The response must restate the data exactly, with nothing left out.

**Records to use**
+ + + + + + +
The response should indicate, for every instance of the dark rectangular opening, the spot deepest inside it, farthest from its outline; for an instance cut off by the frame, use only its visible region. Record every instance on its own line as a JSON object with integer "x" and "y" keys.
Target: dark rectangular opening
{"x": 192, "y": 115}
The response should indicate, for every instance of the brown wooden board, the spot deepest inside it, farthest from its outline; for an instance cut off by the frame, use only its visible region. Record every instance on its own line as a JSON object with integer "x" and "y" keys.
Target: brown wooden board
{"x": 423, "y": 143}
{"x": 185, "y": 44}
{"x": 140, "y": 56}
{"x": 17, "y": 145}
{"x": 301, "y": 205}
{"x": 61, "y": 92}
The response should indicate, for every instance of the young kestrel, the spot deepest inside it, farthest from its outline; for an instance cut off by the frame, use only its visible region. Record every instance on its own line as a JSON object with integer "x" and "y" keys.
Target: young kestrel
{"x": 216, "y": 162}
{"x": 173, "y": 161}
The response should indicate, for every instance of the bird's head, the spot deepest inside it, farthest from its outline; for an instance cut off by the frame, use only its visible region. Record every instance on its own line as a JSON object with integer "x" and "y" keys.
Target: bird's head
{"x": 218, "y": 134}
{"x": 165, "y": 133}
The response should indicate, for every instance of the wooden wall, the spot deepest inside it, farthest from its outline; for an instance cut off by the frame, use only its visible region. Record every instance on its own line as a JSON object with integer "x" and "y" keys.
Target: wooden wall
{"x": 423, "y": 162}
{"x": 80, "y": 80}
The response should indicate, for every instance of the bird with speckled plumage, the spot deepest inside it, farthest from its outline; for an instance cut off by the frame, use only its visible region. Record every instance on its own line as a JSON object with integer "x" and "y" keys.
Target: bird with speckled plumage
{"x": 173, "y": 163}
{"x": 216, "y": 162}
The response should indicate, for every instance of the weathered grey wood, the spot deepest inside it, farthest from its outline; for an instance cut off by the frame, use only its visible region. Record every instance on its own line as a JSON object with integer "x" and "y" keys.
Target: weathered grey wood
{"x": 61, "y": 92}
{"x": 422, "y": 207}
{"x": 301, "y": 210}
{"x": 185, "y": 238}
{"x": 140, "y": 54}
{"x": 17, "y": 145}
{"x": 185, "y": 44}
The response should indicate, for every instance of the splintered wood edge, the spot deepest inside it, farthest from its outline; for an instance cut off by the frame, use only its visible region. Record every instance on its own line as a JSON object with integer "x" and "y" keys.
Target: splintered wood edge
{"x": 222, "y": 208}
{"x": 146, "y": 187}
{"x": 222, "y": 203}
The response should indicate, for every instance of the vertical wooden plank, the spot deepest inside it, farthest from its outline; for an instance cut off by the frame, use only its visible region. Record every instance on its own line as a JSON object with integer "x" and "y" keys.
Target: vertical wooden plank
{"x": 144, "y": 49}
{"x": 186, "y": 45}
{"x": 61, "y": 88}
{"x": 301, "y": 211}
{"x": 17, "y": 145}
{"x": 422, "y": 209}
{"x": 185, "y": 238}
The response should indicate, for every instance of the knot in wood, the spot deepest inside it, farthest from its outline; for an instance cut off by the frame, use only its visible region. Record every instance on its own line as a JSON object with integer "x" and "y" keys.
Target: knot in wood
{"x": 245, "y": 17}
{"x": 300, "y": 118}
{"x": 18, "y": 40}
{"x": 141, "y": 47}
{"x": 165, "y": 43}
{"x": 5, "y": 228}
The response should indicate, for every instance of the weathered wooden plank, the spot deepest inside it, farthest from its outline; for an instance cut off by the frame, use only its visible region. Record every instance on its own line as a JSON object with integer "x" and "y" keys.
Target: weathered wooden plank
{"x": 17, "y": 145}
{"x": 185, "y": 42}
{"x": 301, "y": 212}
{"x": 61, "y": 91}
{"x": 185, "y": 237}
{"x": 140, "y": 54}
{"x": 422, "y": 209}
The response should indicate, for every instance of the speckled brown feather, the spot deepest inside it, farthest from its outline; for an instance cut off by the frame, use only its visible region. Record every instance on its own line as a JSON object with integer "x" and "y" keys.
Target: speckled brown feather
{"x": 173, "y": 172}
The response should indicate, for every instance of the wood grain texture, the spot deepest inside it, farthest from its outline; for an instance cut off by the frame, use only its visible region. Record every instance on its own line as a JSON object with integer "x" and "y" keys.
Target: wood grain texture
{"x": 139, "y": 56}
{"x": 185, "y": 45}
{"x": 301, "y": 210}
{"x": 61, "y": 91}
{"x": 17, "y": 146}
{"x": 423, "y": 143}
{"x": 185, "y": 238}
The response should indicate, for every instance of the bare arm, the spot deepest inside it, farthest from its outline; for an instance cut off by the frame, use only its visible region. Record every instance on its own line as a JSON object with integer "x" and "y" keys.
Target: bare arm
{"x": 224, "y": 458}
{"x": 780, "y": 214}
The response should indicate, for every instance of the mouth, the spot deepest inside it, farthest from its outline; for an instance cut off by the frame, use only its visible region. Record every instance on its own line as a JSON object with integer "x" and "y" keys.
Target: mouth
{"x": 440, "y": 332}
+ + + + + + +
**Solution to the problem**
The response should indicate, for every instance of the dark rectangular opening, the spot deepest inside it, farthest from its outline; for an instance cut off by the frame, use only its visible region. Record every instance on its own line as a JSON object with integer "x" and "y" keys.
Target: dark rectangular opening
{"x": 192, "y": 115}
The response should indicate, for every instance of the brown wooden board, the spot deepest inside it, farthest from its outline; for an instance cut off by the frame, use only its visible region. Record every instance on its own line as a JSON object with integer "x" and "y" keys.
Target: brown wooden board
{"x": 423, "y": 143}
{"x": 185, "y": 44}
{"x": 140, "y": 56}
{"x": 17, "y": 145}
{"x": 301, "y": 205}
{"x": 61, "y": 92}
The response should indicate, for every instance of the young kestrel, the spot deepest inside it, farthest from its outline; for an instance cut off by the frame, use only its visible region. Record every instance on its own line as a JSON object with integer "x" and "y" keys.
Target: young kestrel
{"x": 216, "y": 162}
{"x": 173, "y": 161}
The response should indicate, for every instance of the bird's head, the spot deepest inside it, farthest from its outline; for an instance cut off by the frame, use only its visible region. Record every instance on its own line as a JSON object with integer "x" and "y" keys.
Target: bird's head
{"x": 218, "y": 134}
{"x": 165, "y": 133}
The response should indicate, for every instance of the wooden wall, the spot deepest inside it, farthest from its outline; for an instance cut off by the frame, use only its visible region. Record every instance on its own line as a JSON object with integer "x" and "y" keys.
Target: wooden wall
{"x": 423, "y": 162}
{"x": 80, "y": 80}
The response should indicate, for every instance of the bird with speckled plumage, the spot deepest inside it, farthest from its outline; for an instance cut off by the frame, use only its visible region. Record every instance on its own line as a JSON object with integer "x" and "y" keys.
Target: bird with speckled plumage
{"x": 173, "y": 163}
{"x": 216, "y": 162}
The response should indicate, for every instance of the weathered grey wood, the spot deepest inside it, farthest from its outline; for an instance cut off by the frame, use only its visible region. Record every instance on its own line as a JSON object with integer "x" and "y" keys.
Target: weathered grey wood
{"x": 61, "y": 92}
{"x": 422, "y": 207}
{"x": 301, "y": 210}
{"x": 185, "y": 238}
{"x": 140, "y": 54}
{"x": 17, "y": 145}
{"x": 185, "y": 44}
The response should indicate, for every instance of the splintered wood edge, the spot deepest inside it, farthest from its outline; for an instance cut off by the frame, use only its visible region. Record every instance on its own line as a JSON object with integer "x" and "y" keys.
Target: splintered wood edge
{"x": 222, "y": 208}
{"x": 146, "y": 187}
{"x": 222, "y": 203}
The response should indicate, for every instance of the vertical wooden plank, the spot deepest inside it, farthest from its outline; for an instance cut off by the frame, use only its visible region. Record every instance on its own line as a JSON object with integer "x" and "y" keys.
Target: vertical wooden plank
{"x": 144, "y": 49}
{"x": 186, "y": 45}
{"x": 61, "y": 88}
{"x": 301, "y": 211}
{"x": 17, "y": 145}
{"x": 422, "y": 209}
{"x": 185, "y": 238}
The response should indicate, for every instance of the knot in wood, the spot deepest inside it, farthest from its outline; for an instance cut off by the frame, use only its visible region. Record every instance on its own line as a JSON object with integer "x" and "y" keys.
Target: knot in wood
{"x": 245, "y": 17}
{"x": 300, "y": 118}
{"x": 18, "y": 40}
{"x": 141, "y": 47}
{"x": 165, "y": 43}
{"x": 5, "y": 228}
The response should indicate, for every instance of the weathered wooden plank, the spot deepest inside it, farthest from its outline; for an instance cut off by the frame, use only its visible region. Record every instance on its own line as a JSON object with integer "x" and "y" keys.
Target: weathered wooden plank
{"x": 17, "y": 145}
{"x": 185, "y": 42}
{"x": 301, "y": 212}
{"x": 61, "y": 91}
{"x": 185, "y": 237}
{"x": 140, "y": 54}
{"x": 422, "y": 209}
The response should indicate, for every instance of the speckled brown feather, the spot deepest inside it, farthest from its outline; for an instance cut off by the frame, use only its visible region. Record every instance on its own line as a JSON object with integer "x" and "y" keys.
Target: speckled brown feather
{"x": 173, "y": 172}
The response should indicate, for every instance of the wood grain texture, the spot deepest inside it, farthest from its outline; for an instance cut off by the frame, use only its visible region. Record every instance on its own line as a JSON object with integer "x" and "y" keys.
Target: wood grain texture
{"x": 139, "y": 56}
{"x": 185, "y": 45}
{"x": 301, "y": 210}
{"x": 61, "y": 91}
{"x": 17, "y": 146}
{"x": 423, "y": 143}
{"x": 185, "y": 238}
The response should indicate, for every instance of the bare arm, the spot deepest inside it, farthest from its outline; for an instance cut off by the frame, use only its visible region. Record every instance on its own line as a JSON object with integer "x" and "y" keys.
Target: bare arm
{"x": 224, "y": 458}
{"x": 780, "y": 214}
The response should indicate, for every instance of the mouth, the spot deepest inside it, farthest from its outline; for an instance cut off by the frame, use only its visible region. Record every instance on its own line as a JSON object with integer "x" and "y" keys.
Target: mouth
{"x": 440, "y": 332}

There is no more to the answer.